**Objective**: Rewrite the data below as a numbered list, from the line containing "For quality assurance, we need the exact position of the ceiling" through the line containing "24;150;670;334", both included. Leave out any blank lines.

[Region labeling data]
==*==

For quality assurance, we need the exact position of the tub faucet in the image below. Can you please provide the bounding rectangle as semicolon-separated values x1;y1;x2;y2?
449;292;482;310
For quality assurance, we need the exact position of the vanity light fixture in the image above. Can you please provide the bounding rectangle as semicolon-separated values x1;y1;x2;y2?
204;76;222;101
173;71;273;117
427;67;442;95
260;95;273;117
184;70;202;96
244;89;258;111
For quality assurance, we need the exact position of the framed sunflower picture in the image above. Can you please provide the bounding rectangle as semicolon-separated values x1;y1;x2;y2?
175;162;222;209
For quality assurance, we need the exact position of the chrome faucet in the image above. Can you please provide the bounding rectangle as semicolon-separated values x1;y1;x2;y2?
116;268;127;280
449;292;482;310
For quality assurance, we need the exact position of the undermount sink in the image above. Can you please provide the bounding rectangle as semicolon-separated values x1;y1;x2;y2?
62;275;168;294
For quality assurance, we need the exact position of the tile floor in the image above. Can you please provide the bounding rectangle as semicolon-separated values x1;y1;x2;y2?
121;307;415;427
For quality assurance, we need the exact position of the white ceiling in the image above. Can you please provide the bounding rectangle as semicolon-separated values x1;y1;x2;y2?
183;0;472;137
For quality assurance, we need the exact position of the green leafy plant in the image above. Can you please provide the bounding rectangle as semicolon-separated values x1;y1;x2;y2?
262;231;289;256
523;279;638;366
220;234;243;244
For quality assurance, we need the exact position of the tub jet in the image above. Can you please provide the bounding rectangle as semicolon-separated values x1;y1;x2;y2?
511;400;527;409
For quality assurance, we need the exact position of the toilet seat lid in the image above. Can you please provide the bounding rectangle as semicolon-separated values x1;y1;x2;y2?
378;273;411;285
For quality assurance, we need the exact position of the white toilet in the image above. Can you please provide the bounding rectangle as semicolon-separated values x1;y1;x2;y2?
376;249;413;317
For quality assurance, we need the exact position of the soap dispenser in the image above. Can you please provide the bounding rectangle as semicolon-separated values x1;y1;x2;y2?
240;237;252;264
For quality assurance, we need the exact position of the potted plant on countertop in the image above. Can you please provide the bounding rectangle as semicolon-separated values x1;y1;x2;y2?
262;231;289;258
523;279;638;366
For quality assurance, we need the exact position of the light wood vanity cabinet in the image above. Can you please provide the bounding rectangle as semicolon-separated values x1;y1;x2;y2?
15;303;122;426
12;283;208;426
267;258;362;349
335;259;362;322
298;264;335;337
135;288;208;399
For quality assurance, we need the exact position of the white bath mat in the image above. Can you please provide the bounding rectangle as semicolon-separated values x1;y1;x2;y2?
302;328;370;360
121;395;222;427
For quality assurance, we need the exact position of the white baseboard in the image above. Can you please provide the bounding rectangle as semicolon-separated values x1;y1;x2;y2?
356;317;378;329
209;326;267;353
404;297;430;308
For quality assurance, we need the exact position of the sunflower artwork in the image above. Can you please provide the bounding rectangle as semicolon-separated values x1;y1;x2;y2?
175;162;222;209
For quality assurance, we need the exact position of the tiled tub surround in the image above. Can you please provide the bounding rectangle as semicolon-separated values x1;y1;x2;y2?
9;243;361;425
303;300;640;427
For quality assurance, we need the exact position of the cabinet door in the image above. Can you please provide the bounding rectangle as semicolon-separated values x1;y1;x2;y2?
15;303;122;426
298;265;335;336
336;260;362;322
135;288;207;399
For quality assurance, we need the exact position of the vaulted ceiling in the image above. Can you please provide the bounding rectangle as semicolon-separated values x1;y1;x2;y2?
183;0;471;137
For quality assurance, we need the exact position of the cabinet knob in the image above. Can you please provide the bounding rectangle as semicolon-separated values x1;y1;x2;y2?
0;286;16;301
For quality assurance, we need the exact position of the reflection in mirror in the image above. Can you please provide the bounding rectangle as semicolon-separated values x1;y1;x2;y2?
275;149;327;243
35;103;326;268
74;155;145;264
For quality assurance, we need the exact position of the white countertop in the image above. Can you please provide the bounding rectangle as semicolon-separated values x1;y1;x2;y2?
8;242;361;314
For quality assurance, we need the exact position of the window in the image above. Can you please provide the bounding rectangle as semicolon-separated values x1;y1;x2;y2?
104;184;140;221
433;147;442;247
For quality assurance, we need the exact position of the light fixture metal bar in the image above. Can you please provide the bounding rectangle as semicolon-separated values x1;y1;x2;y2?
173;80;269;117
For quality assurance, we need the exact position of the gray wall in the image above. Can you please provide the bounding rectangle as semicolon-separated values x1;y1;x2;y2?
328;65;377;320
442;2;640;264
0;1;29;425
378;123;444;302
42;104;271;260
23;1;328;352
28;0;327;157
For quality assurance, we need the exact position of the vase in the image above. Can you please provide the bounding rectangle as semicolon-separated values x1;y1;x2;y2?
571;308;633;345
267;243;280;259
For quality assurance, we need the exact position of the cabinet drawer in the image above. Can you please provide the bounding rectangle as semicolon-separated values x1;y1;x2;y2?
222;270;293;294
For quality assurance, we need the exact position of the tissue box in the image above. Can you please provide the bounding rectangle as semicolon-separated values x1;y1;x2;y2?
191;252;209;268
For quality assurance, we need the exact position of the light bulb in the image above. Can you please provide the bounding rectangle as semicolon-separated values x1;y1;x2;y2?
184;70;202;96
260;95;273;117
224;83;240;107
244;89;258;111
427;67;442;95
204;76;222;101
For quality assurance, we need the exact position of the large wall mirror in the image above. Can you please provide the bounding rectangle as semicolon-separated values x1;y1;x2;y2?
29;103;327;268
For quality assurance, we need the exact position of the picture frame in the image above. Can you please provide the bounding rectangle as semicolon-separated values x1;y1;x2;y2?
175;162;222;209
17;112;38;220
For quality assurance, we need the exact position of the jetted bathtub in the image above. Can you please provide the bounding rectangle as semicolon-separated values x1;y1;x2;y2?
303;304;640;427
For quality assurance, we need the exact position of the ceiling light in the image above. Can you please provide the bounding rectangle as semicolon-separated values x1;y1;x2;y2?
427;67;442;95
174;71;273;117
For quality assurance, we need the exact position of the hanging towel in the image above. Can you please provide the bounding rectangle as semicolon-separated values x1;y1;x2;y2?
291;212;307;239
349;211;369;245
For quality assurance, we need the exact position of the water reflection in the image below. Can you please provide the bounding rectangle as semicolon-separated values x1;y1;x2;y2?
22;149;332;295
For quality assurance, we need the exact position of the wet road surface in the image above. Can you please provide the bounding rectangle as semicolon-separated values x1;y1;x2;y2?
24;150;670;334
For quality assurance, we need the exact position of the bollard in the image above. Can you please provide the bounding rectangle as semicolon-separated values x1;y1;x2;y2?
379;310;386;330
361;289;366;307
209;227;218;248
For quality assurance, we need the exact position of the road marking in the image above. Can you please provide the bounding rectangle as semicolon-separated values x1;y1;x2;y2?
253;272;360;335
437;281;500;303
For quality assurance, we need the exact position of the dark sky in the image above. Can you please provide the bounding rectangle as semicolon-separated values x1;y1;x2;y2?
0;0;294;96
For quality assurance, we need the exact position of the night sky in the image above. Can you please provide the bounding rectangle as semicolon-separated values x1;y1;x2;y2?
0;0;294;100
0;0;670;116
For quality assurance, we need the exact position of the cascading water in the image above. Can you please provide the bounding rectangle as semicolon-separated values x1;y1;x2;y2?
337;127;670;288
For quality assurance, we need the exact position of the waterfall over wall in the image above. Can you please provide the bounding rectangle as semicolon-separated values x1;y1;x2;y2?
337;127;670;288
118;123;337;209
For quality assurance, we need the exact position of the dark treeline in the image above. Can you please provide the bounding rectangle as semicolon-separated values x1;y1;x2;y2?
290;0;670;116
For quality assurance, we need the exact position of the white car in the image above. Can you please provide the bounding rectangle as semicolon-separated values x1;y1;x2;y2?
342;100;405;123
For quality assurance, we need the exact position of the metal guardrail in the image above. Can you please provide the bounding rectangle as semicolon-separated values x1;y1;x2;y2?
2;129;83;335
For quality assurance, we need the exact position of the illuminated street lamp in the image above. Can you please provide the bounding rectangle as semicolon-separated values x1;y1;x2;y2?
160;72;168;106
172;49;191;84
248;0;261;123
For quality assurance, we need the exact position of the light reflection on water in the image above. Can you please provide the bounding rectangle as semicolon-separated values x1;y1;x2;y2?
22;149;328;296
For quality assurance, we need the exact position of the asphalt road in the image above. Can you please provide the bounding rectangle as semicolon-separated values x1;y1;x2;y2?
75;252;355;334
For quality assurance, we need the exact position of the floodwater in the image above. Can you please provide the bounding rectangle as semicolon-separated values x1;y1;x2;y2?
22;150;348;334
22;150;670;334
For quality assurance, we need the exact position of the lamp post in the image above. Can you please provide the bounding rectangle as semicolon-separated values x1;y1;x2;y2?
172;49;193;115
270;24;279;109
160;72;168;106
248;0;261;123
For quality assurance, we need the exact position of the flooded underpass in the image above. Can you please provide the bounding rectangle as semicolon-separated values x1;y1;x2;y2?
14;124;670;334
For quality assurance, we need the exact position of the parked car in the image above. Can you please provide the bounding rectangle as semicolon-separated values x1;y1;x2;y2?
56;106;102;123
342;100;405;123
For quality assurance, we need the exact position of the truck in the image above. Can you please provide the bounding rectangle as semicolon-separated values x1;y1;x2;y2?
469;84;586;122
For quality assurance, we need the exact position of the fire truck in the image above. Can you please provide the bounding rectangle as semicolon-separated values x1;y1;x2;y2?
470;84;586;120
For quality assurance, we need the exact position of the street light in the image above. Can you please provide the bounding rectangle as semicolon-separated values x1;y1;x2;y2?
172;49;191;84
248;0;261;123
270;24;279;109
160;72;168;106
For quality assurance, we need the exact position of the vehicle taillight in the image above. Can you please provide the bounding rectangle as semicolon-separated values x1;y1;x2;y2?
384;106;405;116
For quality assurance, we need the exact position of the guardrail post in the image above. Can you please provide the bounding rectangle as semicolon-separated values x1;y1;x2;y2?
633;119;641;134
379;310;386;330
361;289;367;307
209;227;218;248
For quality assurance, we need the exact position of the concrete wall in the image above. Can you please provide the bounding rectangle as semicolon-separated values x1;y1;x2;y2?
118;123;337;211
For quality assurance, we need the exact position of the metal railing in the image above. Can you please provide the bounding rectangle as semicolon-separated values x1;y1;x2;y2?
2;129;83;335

==*==

**Answer to this problem**:
1. For quality assurance, we need the exact position of the ceiling light in the image above. Can you please provide the bounding rectangle as semicolon-separated values x1;y1;x2;y2?
2. 427;67;442;95
3. 174;71;273;117
4. For quality assurance, we need the exact position of the hanging towel in the image above. Can you please provide the bounding rectangle as semicolon-separated values x1;y1;x2;y2?
5. 291;212;307;239
6. 349;211;369;245
7. For quality assurance, we need the exact position of the water reflection in the image below. Can you please provide the bounding rectangle as semicolon-separated values x1;y1;x2;y2?
8. 22;149;332;295
9. For quality assurance, we need the exact position of the wet road surface in the image above. Can you please provide the bounding rectangle as semicolon-separated values x1;y1;x2;y2?
10. 24;150;670;334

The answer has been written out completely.